--- WHAT TO WORK ON ---
[a] In the X-Plane 10 review, which aircraft is flown from the local aerodrome?
[b] Return the passage of the X-Plane 10 review between "Excitedly, I type" and "dissolves to reveal...", inclusive.

--- EXTRACTED TEXT ---

The eight DVDs’ worth of scenery files have been installed, the joystick has been configured, and the cat has been fed. The moment has come.

Excitedly, I type the name of my local aerodrome into X-Plane 10’s search box and press ‘GO TO THIS AIRPORT’. A minute or two passes, then one of the dullest splash screens I’ve ever seen dissolves to reveal...

Hmm.

Lifting the camera high above the high wing of a handsome US Army Stinson L-5, I see hills draped with field textures stretching to a distant horizon. What I don’t see is a single 3D tree or building. I check the scenery settings. As I thought: ‘airport detail’ is notched at ‘totally insane’, ‘number of objects’ at ‘tons’. In vanilla FSX this bucolic Hampshire strip looked like it was situated in a wooded corner of Tuscany. X-Plane makes it look like it’s in the middle of a deserted Hebridean isle. I think I prefer the Tuscany version.



Then again, in FSX I don’t remember the hill fort on the southern edge of the airfield looking quite so hilly, or the downland ridge to the east looking nearly so pronounced. Perhaps those hours of scenery installation were worth it after all. Let’s see what the land looks like from the air.

As the Stinson bumps along the undulating turf and hauls itself into a breezy summer sky, I spot something I’ve never seen in any iteration of Flight Simulator – the little B-road that runs along the northern perimeter of the field. I begin to follow the tarmac squiggle. An hour later I land back where I started with a quite different opinion of the sim’s scenic strength.

While Laminar Research’s new autogen scenery system leaves large tracts of the globe balder than a baboon’s bum, makes central London look like suburban Los Angeles, and occasionally puts bridges and electricity pylons where bridges and electricity pylons have no business to be, its utilisation of detailed highway data and fine elevation mesh means low-level ‘VFR’ navigation is actually a far more practical prospect than it is in an unaugmented install of FSX. You won’t see your house in X-Plane 10 – you might not even see your village or suburb – but there’s a very good chance you will see your road, avenue, close, or lane.

--- ENTRIES ---
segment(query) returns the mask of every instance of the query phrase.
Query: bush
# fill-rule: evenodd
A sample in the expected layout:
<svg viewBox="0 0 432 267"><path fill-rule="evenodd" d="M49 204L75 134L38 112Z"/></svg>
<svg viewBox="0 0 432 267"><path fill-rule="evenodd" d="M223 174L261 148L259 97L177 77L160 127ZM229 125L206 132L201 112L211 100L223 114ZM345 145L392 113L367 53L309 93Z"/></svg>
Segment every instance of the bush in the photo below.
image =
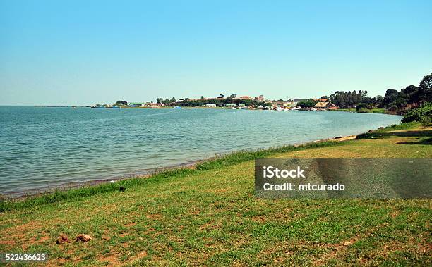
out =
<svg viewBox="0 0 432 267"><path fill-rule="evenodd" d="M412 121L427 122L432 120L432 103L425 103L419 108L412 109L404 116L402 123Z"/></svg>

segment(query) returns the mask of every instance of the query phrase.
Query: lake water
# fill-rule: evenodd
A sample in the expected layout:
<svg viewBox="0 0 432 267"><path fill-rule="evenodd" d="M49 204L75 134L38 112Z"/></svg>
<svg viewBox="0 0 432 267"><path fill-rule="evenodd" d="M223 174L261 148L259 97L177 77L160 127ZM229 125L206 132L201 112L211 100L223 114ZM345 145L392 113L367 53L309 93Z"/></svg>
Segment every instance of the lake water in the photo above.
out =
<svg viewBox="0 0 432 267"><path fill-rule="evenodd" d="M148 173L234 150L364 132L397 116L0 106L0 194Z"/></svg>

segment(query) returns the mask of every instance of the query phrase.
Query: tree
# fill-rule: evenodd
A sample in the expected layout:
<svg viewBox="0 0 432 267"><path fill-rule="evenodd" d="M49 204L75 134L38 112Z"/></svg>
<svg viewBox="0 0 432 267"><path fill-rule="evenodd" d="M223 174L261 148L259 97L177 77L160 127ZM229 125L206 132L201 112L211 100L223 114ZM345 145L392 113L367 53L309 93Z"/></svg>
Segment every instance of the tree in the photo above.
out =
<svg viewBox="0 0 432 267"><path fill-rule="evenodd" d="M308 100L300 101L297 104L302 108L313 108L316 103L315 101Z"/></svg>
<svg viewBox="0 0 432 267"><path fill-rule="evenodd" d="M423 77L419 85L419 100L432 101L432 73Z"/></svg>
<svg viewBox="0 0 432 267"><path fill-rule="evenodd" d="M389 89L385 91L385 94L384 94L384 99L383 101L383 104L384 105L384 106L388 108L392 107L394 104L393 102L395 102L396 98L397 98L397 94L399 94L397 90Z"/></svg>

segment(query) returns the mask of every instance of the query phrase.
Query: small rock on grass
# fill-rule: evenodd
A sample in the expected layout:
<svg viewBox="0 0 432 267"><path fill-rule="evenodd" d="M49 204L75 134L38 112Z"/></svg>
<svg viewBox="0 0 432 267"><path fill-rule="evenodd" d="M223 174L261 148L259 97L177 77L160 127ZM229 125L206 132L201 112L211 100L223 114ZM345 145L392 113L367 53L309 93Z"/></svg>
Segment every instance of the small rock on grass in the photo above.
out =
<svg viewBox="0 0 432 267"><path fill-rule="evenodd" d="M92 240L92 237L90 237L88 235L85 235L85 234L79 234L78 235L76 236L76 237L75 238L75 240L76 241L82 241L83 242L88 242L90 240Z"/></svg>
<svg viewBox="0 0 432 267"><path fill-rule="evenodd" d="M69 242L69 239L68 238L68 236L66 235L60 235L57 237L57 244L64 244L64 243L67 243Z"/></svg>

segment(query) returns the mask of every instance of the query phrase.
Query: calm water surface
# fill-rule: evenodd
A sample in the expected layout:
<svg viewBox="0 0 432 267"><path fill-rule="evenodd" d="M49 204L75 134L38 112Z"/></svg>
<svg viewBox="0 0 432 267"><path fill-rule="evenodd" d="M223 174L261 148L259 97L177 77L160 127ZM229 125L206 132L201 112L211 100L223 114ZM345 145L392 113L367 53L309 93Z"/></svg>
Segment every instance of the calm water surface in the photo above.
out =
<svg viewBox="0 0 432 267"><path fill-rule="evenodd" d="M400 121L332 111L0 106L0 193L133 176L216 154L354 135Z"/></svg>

==

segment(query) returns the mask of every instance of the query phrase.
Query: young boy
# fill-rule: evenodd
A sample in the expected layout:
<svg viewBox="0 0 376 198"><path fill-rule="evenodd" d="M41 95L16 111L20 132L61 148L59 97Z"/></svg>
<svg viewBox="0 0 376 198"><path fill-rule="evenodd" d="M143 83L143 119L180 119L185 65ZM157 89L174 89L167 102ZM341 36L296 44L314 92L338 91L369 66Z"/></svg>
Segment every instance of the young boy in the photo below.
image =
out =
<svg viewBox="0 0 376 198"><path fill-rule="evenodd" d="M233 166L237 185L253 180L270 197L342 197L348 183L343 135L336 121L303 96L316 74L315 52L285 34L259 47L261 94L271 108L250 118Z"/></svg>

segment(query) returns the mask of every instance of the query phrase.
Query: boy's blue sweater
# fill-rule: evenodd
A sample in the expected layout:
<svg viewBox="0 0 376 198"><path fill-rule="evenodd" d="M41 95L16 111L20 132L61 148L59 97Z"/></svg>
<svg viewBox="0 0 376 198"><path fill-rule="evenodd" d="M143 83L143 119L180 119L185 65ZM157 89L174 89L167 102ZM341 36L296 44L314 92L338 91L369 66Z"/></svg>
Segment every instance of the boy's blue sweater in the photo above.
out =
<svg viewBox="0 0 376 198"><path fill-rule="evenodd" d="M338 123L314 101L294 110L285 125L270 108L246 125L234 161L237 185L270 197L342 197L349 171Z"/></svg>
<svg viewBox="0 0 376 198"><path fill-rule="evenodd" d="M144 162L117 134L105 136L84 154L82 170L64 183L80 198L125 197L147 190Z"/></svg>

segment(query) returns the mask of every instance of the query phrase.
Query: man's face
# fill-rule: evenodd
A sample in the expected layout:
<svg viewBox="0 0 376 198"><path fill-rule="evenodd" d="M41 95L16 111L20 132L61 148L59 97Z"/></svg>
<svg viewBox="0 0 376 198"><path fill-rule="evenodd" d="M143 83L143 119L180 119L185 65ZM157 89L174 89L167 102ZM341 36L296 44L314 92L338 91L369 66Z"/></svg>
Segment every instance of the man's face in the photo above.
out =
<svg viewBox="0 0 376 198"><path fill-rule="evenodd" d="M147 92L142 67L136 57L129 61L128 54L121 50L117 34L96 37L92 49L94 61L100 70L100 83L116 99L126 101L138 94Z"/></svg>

==

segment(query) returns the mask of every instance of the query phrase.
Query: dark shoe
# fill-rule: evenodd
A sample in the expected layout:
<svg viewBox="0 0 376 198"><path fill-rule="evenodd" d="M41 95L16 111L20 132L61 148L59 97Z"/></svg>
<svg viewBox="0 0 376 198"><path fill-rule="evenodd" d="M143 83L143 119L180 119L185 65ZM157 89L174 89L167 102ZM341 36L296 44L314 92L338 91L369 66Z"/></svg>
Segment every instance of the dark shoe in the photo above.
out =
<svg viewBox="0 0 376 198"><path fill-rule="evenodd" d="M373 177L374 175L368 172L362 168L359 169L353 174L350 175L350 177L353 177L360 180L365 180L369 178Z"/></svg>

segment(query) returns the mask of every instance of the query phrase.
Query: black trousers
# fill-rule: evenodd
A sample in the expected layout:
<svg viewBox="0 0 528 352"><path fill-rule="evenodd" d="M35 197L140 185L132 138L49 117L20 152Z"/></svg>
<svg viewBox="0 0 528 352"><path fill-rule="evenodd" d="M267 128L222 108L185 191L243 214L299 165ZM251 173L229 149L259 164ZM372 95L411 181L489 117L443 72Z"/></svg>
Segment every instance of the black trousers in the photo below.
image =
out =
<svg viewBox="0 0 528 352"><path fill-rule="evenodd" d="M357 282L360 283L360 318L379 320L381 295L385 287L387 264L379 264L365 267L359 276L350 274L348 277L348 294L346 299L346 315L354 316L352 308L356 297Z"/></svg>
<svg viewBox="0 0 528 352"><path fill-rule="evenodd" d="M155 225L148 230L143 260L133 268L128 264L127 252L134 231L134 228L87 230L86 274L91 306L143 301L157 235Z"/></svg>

--- ANSWERS TO EACH TASK ---
[a] A US Army Stinson L-5.

[b]
Excitedly, I type the name of my local aerodrome into X-Plane 10’s search box and press ‘GO TO THIS AIRPORT’. A minute or two passes, then one of the dullest splash screens I’ve ever seen dissolves to reveal...